> [Extracted text]
---

Applying curve fitting of PL towards changes in b and c over RTT resulted in two functions:

$\begin{matrix} F_{{PL}_{b}} (rtt) = {ba}_{PL} + \frac{{bb}_{PL}}{2^{\frac{rtt}{{bc}_{PL}}}} F_{{PL}_{c}} (rtt) = {ca}_{PL} + \frac{{cb}_{PL}}{2^{\frac{rtt}{{cc}_{PL}}}} & (7) \end{matrix}$

And consequently, it yielded the following PL function, which describes the PL effect at different RTT values:

$\begin{matrix} F_{PL} (pl, rtt) = \frac{1}{1 + {(\frac{pl}{{ca}_{PL} + \frac{{cb}_{PL}}{2^{\frac{rtt}{{cc}_{PL}}}}})}^{({ba}_{PL} + \frac{{bb}_{PL}}{2^{\frac{rtt}{{bc}_{PL}}}})}} & (8) \end{matrix}$

Random Jitter Sigmoid. The simplified symmetrical sigmoid didn't capture that the RJ did not reach “0” as the lowest score, but rather flattened out at a higher value. Therefore, a full sigmoid was required, and it proved to work well with minimal number of coefficient possible:

$\begin{matrix} F_{RJ} ({stdev}_{rj}) = d_{RJ} + \frac{1 - d_{RJ}}{1 + {(\frac{{stdev}_{rj}}{c_{RJ}})}^{b_{RJ}}} & (9) \end{matrix}$

Spiky Jitter Sigmoid. The curve fitting for the spike jitter using the simple symmetrical sigmoid showed good statistical performance, and no inconsistency in the output (QoE) score and derivative when compared with measured data.

$\begin{matrix} F_{SJ} ({spikesize}_{sj}) = \frac{1}{1 + {(\frac{{spikesize}_{sj}}{c_{SJ}})}^{b_{SJ}}} & (10) \end{matrix}$

The coefficients of the static parameters after the calibration, for the formula (3), are presented in Table 4, seen in FIG. 27.

---

> [Items]
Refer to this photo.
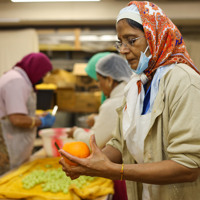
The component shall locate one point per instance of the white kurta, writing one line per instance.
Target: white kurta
(106, 122)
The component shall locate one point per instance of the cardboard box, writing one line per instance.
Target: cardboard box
(83, 81)
(79, 102)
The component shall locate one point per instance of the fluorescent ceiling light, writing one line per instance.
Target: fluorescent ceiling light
(51, 0)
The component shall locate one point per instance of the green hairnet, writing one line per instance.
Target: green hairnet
(91, 66)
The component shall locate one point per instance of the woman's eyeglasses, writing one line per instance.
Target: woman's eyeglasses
(127, 45)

---

> [Exercise tasks]
a - According to the curve-fitting text, why did random jitter need a full sigmoid rather than the simplified symmetrical one?
b - Write out the curve-fitting text starting with "Spiky Jitter Sigmoid." and going on through "in FIG. 27.".

> [Task responses]
a - The simplified symmetrical sigmoid didn't capture that random jitter did not reach "0" as the lowest score but flattened out at a higher value.

b -
Spiky Jitter Sigmoid. The curve fitting for the spike jitter using the simple symmetrical sigmoid showed good statistical performance, and no inconsistency in the output (QoE) score and derivative when compared with measured data.

$\begin{matrix} F_{SJ} ({spikesize}_{sj}) = \frac{1}{1 + {(\frac{{spikesize}_{sj}}{c_{SJ}})}^{b_{SJ}}} & (10) \end{matrix}$

The coefficients of the static parameters after the calibration, for the formula (3), are presented in Table 4, seen in FIG. 27.